阅读节选:

Horovod 为Uber开源的一个分布式训练框架,支持主流的机器学习框架(Tensorflow, PyTorch及MxNet)。本文主要是基于版本v0.21.1
介绍Horovod的核心实现,以及与各个框架的集成。
Horovod的工作流程比较简单,有一个消息队列接收AllReduce
, AllGather
以及Broadcast
这三个op
的请求,有一个后台线程会每隔一段时间轮询消息队列,拿到一批op
之后,会对op
中的tensor
进行融合,再进行相应的操作。如果tensor
在显存中,那么它会使用NCCL
库执行。而如果是在内存中,则会使用MPI
或者Gloo
执行。
Horovod的核心代码位于horovod/common
目录中。operations.cc
文件相当于Horovod的入口,它包含了BackgroundThreadLoop
、RunLoopOnce
等重要函数。顺着这几个函数看下去,可以略窥一二。
首先欣赏一下函数RunLoopOnce
,这里省略了一些优化的代码,比如使用response cache,auto tune等:
bool RunLoopOnce(HorovodGlobalState& state) {
// 检查从上一个cycle开始到现在,是否已经超过一个cycle时间(CycleTimeMs)
auto start_time = std::chrono::steady_clock::now();
auto sleep_duration = state.last_cycle_start +
std::chrono::microseconds(long(
state.parameter_manager.CycleTimeMs() * 1000.)) -
start_time;
if (sleep_duration > std::chrono::steady_clock::duration::zero()) {
std::this_thread::sleep_for(sleep_duration);
}
state.last_cycle_start = std::chrono::steady_clock::now();
// 在Timeline中记录,用户拿到Timeline结果后,可以在chrome中查看
if (state.mark_cycles_in_timeline) {
// Mark start of the new cycle.
state.timeline.MarkCycleStart();
}
auto response_list =
state.controller->ComputeResponseList(horovod_global.shut_down, state);
state.mark_cycles_in_timeline =
state.controller->MarkCyclesInTimelinePending();
// 对于每个response,做collective的操作
for (auto& response : response_list.responses()) {
PerformOperation(response, horovod_global);
}
return !response_list.shutdown();
}
从HorovodRunOnce
函数中,我们可以看到Horovod的工作流程大致如之前所说的,是一个生产者和消费者的模式。controller
在这里是做协调的工作:会互通各个rank有哪些request已经就绪,对于就绪的request,执行collective的操作。
接下来我们先看看ComputeResponseList
这个函数。这个函数是个长达380行的超长函数,为了更方便地理解这个函数在干什么,这里先把cache以及检查stall的代码去除:
ResponseList Controller::ComputeResponseList(std::atomic_bool& shut_down,
HorovodGlobalState& state) {
CacheCoordinator cache_coordinator(response_cache_.num_active_bits());
// message queue used only in this cycle
std::deque<Request> message_queue_tmp;
tensor_queue_.PopMessagesFromQueue(message_queue_tmp);
for (auto& message : message_queue_tmp) {
if (message.request_type() == Request::JOIN) {
state.joined = true;
cache_coordinator.set_uncached_in_queue(true);
continue;
}
}
// Flag indicating that the background thread should shut down.

练习题目:
- a) 根据节选,若tensor位于显存中,Horovod使用哪个库执行操作?
- b) 请将节选中从“auto start_time = std::chrono::steady_clock::now();”到“the new cycle.”的文字逐字重新写出。
其后所附数据与本练习无关,无需处理。

所附数据:
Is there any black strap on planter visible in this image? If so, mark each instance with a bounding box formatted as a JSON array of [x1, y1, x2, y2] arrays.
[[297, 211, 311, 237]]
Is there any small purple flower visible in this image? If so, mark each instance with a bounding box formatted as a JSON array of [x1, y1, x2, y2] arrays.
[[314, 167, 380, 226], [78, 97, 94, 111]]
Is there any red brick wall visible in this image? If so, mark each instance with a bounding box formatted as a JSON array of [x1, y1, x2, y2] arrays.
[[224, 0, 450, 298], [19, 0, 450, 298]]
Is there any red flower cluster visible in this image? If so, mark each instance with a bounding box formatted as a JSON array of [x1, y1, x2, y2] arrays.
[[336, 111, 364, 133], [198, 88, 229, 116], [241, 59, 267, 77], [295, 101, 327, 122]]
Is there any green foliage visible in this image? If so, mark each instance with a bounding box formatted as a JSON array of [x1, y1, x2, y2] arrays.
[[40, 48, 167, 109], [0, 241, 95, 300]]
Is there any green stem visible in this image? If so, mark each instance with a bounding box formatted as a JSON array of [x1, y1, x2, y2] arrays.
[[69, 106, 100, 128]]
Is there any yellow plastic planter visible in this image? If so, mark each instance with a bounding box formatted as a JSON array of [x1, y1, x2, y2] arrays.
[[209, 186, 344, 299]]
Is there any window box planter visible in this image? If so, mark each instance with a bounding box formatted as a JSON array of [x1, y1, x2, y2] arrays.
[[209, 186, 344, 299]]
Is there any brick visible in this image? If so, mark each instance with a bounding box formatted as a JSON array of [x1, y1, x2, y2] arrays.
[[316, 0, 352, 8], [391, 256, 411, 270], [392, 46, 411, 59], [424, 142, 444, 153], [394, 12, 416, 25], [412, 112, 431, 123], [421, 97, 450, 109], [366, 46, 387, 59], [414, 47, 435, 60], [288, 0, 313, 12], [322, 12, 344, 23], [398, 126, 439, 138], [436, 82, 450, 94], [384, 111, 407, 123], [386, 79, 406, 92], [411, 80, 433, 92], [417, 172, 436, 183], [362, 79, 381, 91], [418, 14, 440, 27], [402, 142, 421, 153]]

逐题解答:
- a) 使用NCCL库执行。

- b)
auto start_time = std::chrono::steady_clock::now();
auto sleep_duration = state.last_cycle_start +
std::chrono::microseconds(long(
state.parameter_manager.CycleTimeMs() * 1000.)) -
start_time;
if (sleep_duration > std::chrono::steady_clock::duration::zero()) {
std::this_thread::sleep_for(sleep_duration);
}
state.last_cycle_start = std::chrono::steady_clock::now();
// 在Timeline中记录,用户拿到Timeline结果后,可以在chrome中查看
if (state.mark_cycles_in_timeline) {
// Mark start of the new cycle.